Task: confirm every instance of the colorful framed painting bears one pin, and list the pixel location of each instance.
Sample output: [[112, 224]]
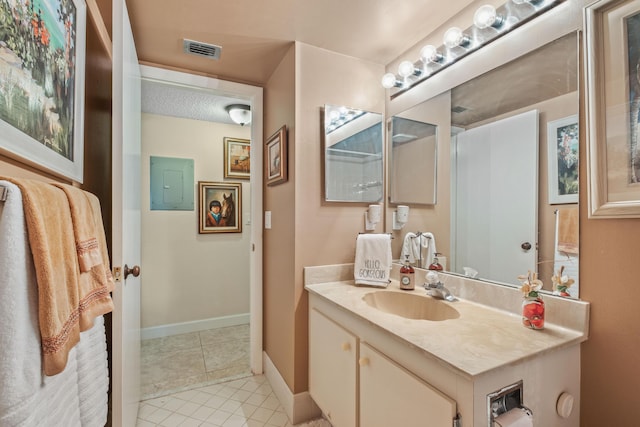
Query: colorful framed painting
[[562, 149], [42, 48], [219, 207], [237, 158], [612, 58], [276, 157]]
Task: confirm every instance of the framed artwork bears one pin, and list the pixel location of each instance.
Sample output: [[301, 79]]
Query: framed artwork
[[219, 207], [42, 45], [562, 149], [237, 159], [612, 31], [276, 157]]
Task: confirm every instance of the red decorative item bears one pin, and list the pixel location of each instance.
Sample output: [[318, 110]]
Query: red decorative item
[[533, 312]]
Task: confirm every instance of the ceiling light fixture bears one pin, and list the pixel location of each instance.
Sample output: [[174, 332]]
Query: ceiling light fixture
[[239, 113], [489, 23]]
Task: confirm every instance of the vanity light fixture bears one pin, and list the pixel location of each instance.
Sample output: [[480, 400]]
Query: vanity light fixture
[[489, 23], [239, 113], [430, 54], [455, 37], [486, 16]]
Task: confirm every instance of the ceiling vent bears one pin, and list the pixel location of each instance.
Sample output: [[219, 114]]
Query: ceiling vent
[[210, 51]]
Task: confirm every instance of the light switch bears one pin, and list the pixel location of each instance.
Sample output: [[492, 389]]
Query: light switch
[[267, 220]]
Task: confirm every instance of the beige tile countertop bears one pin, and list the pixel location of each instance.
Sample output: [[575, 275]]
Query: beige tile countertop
[[482, 339]]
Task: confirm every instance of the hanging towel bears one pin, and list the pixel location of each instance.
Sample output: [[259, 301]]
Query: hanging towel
[[421, 247], [78, 395], [373, 260], [68, 299], [568, 230]]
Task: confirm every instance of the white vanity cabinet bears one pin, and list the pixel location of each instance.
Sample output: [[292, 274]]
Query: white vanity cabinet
[[332, 369], [348, 377], [392, 396]]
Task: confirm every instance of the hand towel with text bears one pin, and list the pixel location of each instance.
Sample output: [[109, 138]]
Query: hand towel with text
[[373, 260]]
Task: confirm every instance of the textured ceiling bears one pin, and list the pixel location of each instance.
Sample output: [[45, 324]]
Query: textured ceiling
[[255, 35]]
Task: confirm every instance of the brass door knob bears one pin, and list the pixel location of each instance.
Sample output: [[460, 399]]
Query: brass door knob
[[135, 271]]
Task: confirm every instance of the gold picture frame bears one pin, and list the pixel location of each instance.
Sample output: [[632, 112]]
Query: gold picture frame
[[237, 158], [219, 207], [276, 157], [612, 30]]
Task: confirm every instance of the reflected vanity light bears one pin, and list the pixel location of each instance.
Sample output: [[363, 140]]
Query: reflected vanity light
[[489, 23], [400, 217], [372, 217]]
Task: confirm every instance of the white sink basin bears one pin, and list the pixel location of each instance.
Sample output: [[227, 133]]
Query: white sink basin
[[411, 306]]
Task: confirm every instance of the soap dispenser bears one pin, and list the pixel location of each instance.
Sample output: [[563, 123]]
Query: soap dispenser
[[407, 276], [435, 265]]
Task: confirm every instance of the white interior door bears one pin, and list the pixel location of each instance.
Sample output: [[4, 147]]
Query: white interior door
[[496, 198], [126, 220]]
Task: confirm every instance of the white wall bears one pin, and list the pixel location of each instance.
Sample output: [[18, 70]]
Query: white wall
[[189, 277]]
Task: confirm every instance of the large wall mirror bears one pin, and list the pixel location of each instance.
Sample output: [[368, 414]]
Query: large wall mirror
[[513, 143], [353, 167]]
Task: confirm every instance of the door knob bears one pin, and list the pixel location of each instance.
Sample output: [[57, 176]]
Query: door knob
[[526, 246], [135, 271]]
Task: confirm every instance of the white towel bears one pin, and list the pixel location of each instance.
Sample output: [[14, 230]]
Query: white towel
[[419, 247], [75, 397], [373, 260]]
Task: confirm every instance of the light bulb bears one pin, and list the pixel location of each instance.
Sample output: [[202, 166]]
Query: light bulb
[[389, 80], [486, 16], [406, 68], [429, 53], [455, 37]]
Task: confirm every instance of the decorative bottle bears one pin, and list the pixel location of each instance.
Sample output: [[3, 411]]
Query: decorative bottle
[[407, 276]]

▬▬▬▬▬▬▬▬▬▬

**YOUR TASK:** Your answer must be the lines above from the one containing "Task: confirm every instance of the soap" to the one containing "Task: confirm every instance of the door", both included, restated word for word.

**EXPECTED OUTPUT:**
Task: confirm every instance of the soap dispenser bears one pin, and list the pixel location of each instance.
Sample output: [[563, 123]]
Query: soap dispenser
[[407, 276], [435, 265]]
Task: confirm every instance of the white interior door bears one pin, and list the pixel location of each instance.
Sample output: [[4, 147]]
Query: white interior door
[[496, 198], [126, 220]]
Task: confirm every instance of the white wall bears one pin, and list the pixel location of each instance.
Sample output: [[18, 70]]
Query: white wall
[[189, 277]]
Task: confirm every instance of the large wall mirror bears one pin, and list the pixel location of each instance.
Sample output: [[368, 414]]
Query: large wall mirror
[[513, 143], [353, 167]]
Task: confirm every instance of the door knob bears one pin, and list the pixel location of each instance.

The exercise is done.